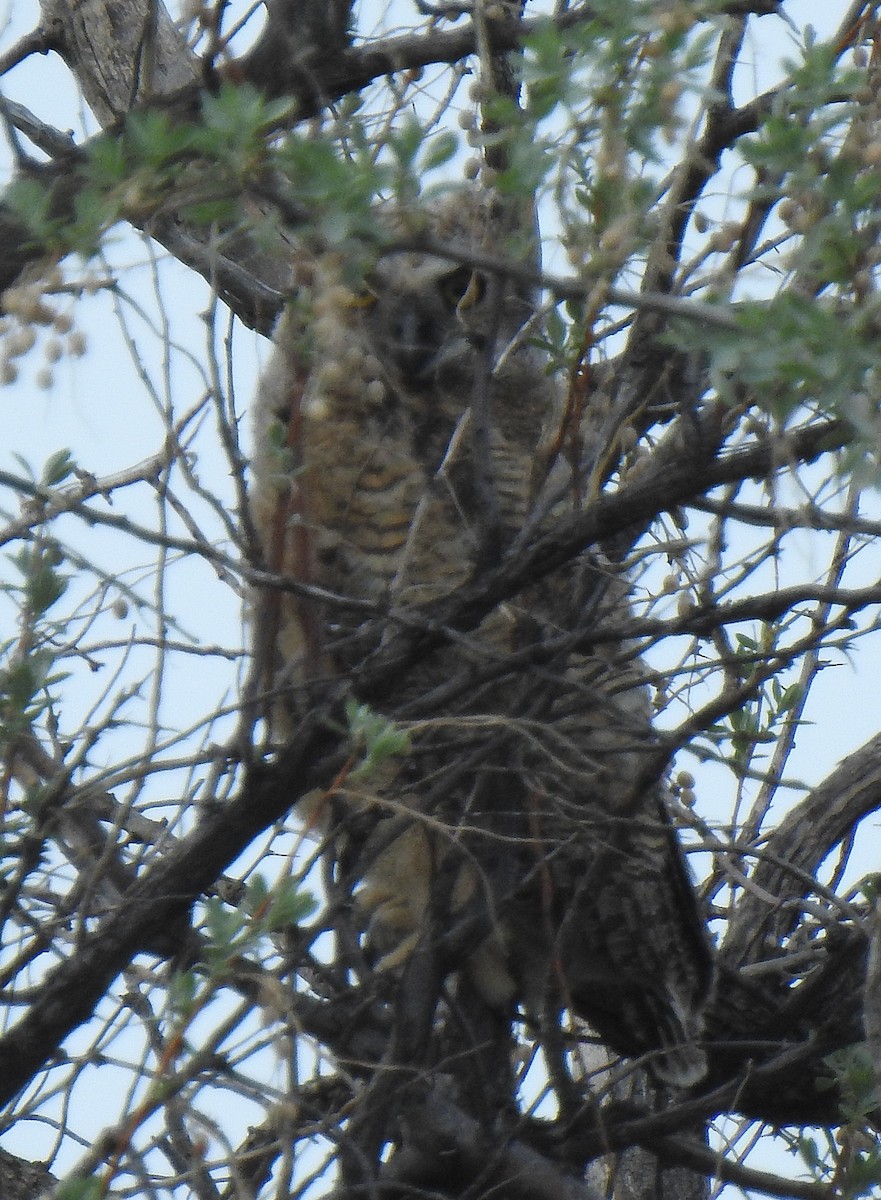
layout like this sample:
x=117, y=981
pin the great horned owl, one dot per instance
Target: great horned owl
x=397, y=433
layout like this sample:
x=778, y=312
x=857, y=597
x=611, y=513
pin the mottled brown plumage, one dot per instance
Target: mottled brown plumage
x=397, y=433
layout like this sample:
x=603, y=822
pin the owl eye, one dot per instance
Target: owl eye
x=462, y=287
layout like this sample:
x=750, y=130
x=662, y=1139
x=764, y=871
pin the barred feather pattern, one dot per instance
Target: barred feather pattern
x=523, y=790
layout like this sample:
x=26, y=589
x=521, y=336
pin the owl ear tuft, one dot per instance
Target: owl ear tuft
x=462, y=287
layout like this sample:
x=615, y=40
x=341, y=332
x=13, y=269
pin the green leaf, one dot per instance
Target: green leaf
x=58, y=467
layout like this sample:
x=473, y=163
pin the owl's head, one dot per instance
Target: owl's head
x=436, y=324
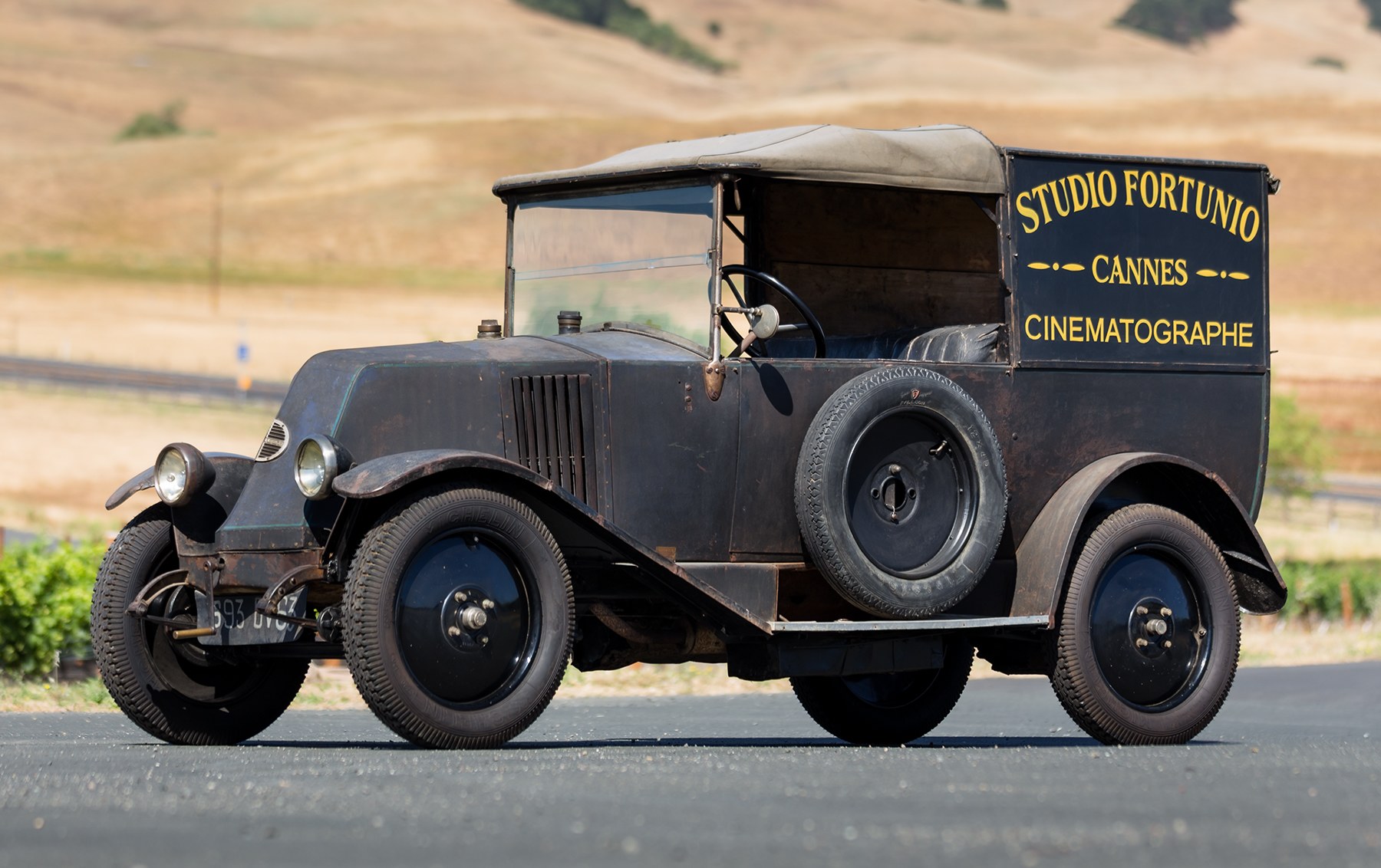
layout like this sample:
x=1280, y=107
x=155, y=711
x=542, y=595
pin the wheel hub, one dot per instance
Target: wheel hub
────────────────
Prompt
Copy out all of the lines above word for word, leaving the pictures out of your copy.

Reply
layout like this sample:
x=117, y=981
pin the great horned owl, one dot per instance
Target: great horned owl
x=397, y=433
layout like this sample:
x=778, y=312
x=857, y=597
x=611, y=513
pin the mottled brown plumage, one dot per instance
Target: mottled brown plumage
x=397, y=433
layout like this sample:
x=603, y=822
pin the owl eye, one dot per instance
Target: owl eye
x=462, y=287
layout like this sample:
x=750, y=130
x=662, y=1139
x=764, y=871
pin the barred feather pattern, one dot per instance
Target: barred feather pattern
x=523, y=790
layout like this sample:
x=26, y=589
x=521, y=336
pin the owl ear tuft, one dot per instance
Target: owl ear tuft
x=462, y=287
layout like this sample:
x=615, y=40
x=341, y=332
x=13, y=269
pin the green leaf, one dot per instance
Target: green leaf
x=58, y=467
layout like this sample:
x=473, y=163
pin the owl's head, one dot per instance
Target: owl's head
x=436, y=324
layout like this sample:
x=1280, y=107
x=155, y=711
x=542, y=595
pin the wheel hub, one dot per instance
Target: wheel hub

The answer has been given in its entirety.